Reproduce the lines from the one containing "placemat. Keep to one point per instance." through the final line, both included and requests included. Multiply every point coordinate in the answers by 0.7 and round each to the nearest whole number, with halves rounding up.

┄┄┄┄┄┄┄┄┄┄┄┄┄┄┄┄┄┄┄┄

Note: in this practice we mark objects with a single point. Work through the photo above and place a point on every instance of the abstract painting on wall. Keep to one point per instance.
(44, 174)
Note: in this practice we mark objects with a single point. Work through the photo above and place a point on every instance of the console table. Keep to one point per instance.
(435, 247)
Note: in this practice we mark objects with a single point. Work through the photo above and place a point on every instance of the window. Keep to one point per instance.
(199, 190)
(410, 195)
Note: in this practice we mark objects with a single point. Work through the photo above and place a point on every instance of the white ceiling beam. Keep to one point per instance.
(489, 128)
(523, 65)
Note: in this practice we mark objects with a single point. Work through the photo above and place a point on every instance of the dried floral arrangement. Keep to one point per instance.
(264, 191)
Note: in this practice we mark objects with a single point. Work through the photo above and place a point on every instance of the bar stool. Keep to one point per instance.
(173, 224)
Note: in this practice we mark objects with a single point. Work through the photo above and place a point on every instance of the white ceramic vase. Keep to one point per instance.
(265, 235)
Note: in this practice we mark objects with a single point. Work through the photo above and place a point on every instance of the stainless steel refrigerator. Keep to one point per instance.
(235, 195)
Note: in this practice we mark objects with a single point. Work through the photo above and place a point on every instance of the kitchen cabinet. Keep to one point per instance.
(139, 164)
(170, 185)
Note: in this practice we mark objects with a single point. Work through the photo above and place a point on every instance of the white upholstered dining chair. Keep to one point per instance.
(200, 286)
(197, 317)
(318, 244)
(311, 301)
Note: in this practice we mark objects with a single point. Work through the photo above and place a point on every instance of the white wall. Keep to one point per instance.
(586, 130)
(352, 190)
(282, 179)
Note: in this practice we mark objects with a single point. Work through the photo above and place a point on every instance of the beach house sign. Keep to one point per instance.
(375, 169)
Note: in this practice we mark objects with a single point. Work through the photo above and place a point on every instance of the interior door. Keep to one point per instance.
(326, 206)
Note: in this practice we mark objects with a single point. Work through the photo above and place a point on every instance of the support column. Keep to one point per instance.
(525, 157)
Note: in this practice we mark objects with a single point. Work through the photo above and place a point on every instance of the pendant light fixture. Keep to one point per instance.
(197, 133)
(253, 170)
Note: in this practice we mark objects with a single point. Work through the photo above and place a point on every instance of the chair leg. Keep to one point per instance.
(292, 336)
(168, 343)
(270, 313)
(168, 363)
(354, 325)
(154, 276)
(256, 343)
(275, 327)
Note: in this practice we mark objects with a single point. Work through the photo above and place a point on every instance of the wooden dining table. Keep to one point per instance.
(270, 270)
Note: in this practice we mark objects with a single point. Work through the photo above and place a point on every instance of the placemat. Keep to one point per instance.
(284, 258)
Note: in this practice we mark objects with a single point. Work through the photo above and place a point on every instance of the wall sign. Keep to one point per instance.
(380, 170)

┄┄┄┄┄┄┄┄┄┄┄┄┄┄┄┄┄┄┄┄

WRITTEN RESPONSE:
Note: in this practice we mark objects with a single point. Work through the photo above and place a point on every instance of the placemat. Keep to one point per instance.
(199, 181)
Note: in this practice we mark objects with a single point. Work through the photo above and place a point on every instance of the wall sign. Keep to one point per instance.
(266, 119)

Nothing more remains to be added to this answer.